▸ TASK STATEMENT
Copy the listing below verbatim, starting at the line containing "Detection target: sky" and ending at the line containing "189,383 -> 231,406", with both of those lines included.

▸ RECORDS
.....
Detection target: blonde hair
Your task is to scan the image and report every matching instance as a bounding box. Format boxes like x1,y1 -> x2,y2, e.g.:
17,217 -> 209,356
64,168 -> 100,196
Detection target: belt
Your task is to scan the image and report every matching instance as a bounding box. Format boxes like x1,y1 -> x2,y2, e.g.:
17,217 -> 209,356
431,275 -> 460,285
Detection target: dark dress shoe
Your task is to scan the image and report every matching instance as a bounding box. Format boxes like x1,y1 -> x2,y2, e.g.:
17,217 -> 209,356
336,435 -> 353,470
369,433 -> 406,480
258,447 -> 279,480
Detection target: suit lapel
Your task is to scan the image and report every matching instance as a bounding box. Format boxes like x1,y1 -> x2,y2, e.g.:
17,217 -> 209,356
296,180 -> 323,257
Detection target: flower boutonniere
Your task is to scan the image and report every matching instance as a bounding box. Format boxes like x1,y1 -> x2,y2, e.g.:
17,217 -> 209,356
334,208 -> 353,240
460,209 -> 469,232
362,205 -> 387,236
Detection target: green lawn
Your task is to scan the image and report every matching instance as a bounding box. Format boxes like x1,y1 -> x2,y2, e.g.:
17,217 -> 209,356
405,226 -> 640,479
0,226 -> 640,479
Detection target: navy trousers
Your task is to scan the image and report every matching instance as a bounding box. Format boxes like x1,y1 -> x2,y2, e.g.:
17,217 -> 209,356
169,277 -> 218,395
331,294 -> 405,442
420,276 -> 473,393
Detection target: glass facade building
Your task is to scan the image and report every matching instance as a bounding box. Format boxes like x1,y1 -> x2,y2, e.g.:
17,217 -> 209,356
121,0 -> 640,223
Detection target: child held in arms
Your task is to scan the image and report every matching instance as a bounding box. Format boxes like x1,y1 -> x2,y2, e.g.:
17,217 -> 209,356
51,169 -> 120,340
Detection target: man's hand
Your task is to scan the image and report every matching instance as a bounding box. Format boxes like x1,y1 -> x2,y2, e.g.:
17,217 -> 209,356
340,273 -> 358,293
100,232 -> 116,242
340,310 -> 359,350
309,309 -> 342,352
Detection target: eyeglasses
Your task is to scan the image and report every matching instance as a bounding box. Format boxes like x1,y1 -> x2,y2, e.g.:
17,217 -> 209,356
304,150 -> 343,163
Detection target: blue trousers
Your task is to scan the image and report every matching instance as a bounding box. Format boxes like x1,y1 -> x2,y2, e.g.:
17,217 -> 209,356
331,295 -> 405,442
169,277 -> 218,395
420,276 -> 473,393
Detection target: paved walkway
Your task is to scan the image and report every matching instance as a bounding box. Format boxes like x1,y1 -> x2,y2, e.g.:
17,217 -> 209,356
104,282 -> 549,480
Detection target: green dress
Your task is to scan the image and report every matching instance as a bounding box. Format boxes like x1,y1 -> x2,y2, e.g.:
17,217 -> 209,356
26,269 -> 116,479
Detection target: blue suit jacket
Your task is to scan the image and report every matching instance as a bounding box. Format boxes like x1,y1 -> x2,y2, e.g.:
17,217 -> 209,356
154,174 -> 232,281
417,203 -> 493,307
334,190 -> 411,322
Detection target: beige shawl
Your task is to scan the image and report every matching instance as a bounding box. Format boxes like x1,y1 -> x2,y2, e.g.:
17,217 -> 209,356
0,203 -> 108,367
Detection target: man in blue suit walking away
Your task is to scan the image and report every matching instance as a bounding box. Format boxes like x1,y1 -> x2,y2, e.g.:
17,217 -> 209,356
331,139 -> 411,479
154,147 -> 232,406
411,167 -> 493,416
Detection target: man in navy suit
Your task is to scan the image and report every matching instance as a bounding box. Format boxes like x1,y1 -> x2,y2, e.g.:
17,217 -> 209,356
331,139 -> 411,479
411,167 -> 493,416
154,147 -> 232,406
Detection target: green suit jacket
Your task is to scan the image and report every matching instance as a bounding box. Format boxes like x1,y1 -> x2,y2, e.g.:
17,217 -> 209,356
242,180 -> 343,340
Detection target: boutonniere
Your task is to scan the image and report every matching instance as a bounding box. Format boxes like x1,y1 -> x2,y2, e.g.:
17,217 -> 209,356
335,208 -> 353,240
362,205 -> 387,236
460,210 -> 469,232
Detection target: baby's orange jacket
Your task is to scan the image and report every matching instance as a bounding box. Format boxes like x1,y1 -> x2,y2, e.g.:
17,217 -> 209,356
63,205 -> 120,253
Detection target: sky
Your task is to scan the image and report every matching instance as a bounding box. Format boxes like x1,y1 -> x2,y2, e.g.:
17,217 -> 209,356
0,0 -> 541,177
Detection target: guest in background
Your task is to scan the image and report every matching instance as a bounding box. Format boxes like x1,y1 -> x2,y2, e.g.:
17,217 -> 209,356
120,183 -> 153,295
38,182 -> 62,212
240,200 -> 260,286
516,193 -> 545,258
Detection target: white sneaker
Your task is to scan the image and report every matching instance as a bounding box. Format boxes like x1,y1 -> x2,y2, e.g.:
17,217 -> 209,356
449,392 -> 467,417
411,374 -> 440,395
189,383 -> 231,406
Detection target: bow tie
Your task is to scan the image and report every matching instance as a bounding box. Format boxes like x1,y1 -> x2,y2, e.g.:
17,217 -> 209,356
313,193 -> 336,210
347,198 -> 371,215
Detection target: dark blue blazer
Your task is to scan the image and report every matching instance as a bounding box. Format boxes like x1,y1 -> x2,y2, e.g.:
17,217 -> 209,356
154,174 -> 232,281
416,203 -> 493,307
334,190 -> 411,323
.....
▸ ANSWER TO THE TASK
Detection target: sky
Your task is to scan the image and report every matching instance as a bounding box. Format boxes like x1,y1 -> x2,y2, e.g.:
17,217 -> 209,356
0,0 -> 541,177
Detection target: guest in background
Your task is to scan the image and report every matching instance as a bounding box. Format boxes like x1,y1 -> x2,y2, e.g.:
17,217 -> 209,356
120,183 -> 153,295
38,182 -> 62,212
240,200 -> 260,286
516,193 -> 545,258
Detection target: white sneaker
Your task is to scan the image and report every matching instance as a bounding box. Format boxes like x1,y1 -> x2,y2, e.g.:
17,217 -> 209,356
449,392 -> 467,417
411,374 -> 440,395
189,383 -> 231,406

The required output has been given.